“Ganesh was terrified from the moment he developed fever and body pain. He was worried for his parents,” recalls Gunasekaran, president of Tirupur’s 108 Ambulance Drivers’ Association. On June 24, the 22-year-old Emergency Medical Technician died soon after testing positive for Covid-19 — one of the few known deaths of an ambulance worker to the disease in the country.
One of the 120 contract employees with the Tirupur district’s 108 ambulance service at Avinashipalayam, Ganesh earned Rs 12,000 per month.
On June 9, Ganesh visited his parents in Dindigul, returning to the one-room accommodation he shared with other ambulance staffers on June 12. They say he began to show Covid-19 symptoms almost immediately, but got tested on June 16 and got his results two days later. He was admitted to ESI Hospital in Coimbatore on June 18 and passed away six days later, just one day after developing shortness of breath, according to his colleagues.
All of Ganesh’s contacts subsequently tested negative for the virus.
With the source of his infection still untraced, colleagues underlined the risks of their profession at a time when Tamil Nadu accounts for the second-highest Covid-19 caseload in the country, with little security in return.
“The government had announced that if a health worker died due to Covid, his family would get Rs 50 lakh. Ganesh’s family has got nothing, says Gunasekaran, adding that they got together to collect over Rs 60,000 for his parents.

→ **Dataset entries**:
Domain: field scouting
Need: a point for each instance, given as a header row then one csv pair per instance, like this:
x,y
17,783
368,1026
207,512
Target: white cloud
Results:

→ **Your tasks**:
a) In one to three sentences, explain why, according to the report on Ganesh's death, his colleagues stressed the risks of their profession.
b) Carry on the report on Ganesh's death from its last sentence.
The records can be set aside; none of the tasks need them.

→ **Solved problems**:
a) The source of Ganesh's infection remained untraced even though all of his contacts tested negative. His colleagues also worked at a time when Tamil Nadu had the second-highest Covid-19 caseload in the country, and they received little security in return.

b)
Siva Sakthi, the driver of the ambulance assigned to Ganesh, says he is still in shock. “I was with him when he was moved to ESI hospital. I didn’t know it would be the last time I saw him. Just a week earlier, he had told me his elder sister was pregnant and that he wanted to spend some time at home and renovate his house.”
The youngest of four siblings, Ganesh was a Physics graduate. He took up the ambulance job to support his parents, both goatherds who make extra money farming, says Ganesh’s uncle Loganathan. “He had come to Dindigul recently to renovate the house. He wanted his parents to have a better life,” he says, adding that Ganesh had no underlying illness.
While the family had been worried since the coronavirus outbreak, Longanathan adds they didn’t have a choice. “Apart from Ganesh’s salary, they didn’t have any sustained income.”
Ganesh’s employee GVK EMRI — which has the contract to operate the 108-ambulance service in Tamil Nadu — helped Ganesh’s parents reach Tirupur from Dindigul after his death and have urged the Dindigul District Collector to provide them financial aid.
Sources said there has been no response from the collector’s office yet.